Objective. Pull out every row below that contains the word "dish", and copy each one in full.

Recorded data.
....

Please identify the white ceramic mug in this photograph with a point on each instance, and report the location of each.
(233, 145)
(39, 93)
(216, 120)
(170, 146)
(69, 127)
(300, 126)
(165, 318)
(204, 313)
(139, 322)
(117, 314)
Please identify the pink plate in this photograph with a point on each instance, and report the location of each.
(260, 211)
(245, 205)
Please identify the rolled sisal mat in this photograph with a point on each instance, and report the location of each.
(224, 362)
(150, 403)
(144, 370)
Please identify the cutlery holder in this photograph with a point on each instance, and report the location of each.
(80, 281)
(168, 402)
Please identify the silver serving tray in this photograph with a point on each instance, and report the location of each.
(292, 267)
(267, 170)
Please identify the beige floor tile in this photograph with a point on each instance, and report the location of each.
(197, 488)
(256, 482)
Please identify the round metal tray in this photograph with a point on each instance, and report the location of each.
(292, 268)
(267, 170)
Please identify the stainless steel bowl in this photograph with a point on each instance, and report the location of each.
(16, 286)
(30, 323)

....

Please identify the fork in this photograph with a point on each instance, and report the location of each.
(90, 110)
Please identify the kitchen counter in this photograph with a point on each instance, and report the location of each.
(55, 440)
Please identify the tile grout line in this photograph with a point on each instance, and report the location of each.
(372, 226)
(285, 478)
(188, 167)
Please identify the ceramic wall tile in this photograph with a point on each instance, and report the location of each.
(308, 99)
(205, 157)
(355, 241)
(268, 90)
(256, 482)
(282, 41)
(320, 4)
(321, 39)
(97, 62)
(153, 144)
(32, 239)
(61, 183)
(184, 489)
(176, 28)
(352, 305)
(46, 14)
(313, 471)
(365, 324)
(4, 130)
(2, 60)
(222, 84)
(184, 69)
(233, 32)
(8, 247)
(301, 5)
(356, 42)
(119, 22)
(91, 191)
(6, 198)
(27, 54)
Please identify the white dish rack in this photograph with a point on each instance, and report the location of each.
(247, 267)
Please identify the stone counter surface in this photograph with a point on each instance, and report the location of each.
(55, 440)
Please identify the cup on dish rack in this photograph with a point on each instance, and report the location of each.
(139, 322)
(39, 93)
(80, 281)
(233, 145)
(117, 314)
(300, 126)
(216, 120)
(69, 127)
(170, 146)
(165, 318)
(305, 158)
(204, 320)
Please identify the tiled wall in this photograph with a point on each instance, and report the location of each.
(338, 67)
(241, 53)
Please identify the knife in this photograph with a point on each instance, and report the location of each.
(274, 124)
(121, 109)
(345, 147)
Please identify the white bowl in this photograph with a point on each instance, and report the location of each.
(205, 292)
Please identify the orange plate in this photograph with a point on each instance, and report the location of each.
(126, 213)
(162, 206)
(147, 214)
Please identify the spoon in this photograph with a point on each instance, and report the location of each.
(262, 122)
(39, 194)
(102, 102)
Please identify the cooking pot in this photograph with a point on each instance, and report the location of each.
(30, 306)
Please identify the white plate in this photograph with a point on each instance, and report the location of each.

....

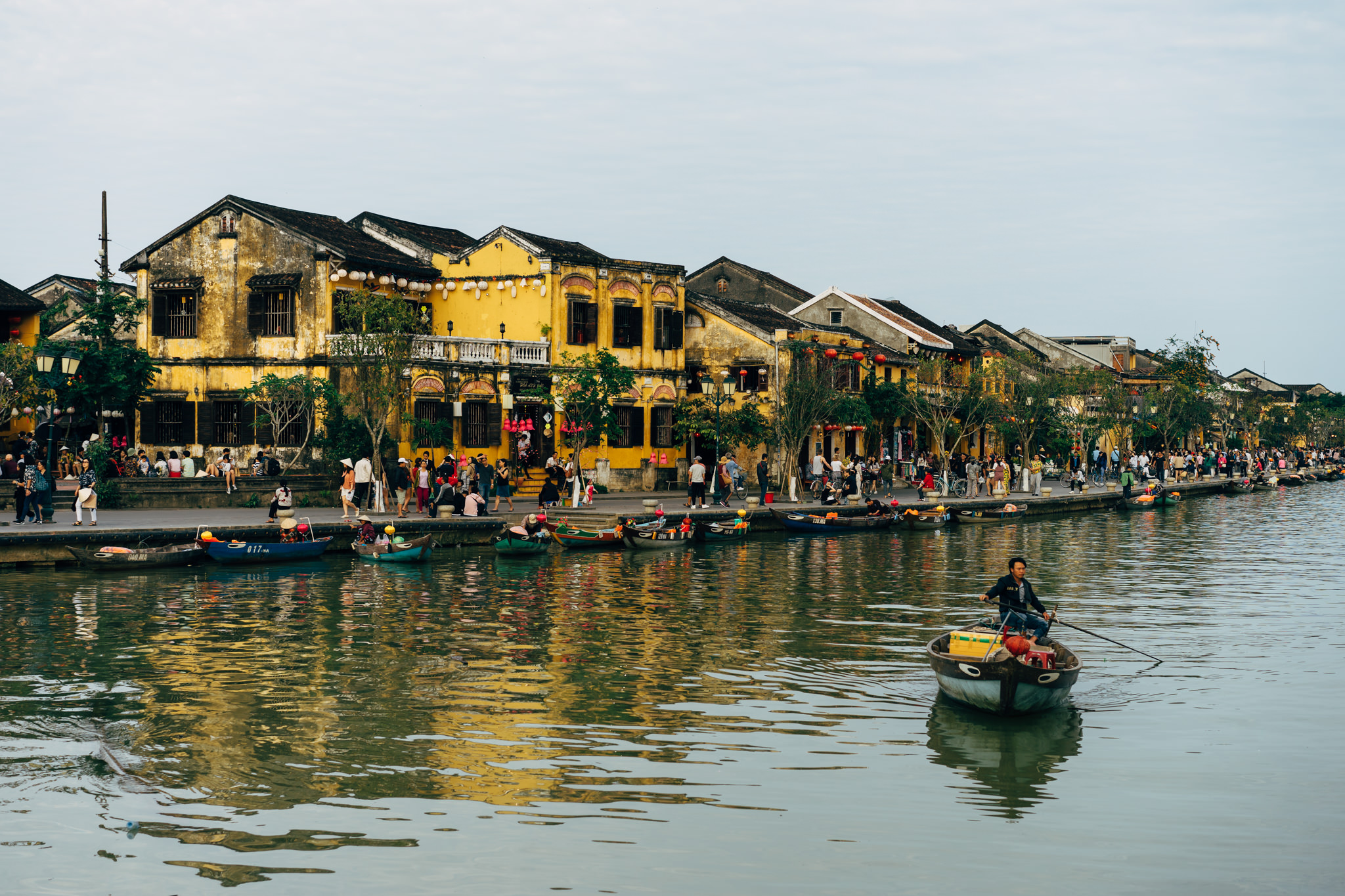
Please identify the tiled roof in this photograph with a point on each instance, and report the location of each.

....

Answer in full.
Please identify the white dish rack in this photograph with a point on each instance, and report the location of each.
Please identify the cup on dish rack in this photograph with a point on each instance, and report the location of each.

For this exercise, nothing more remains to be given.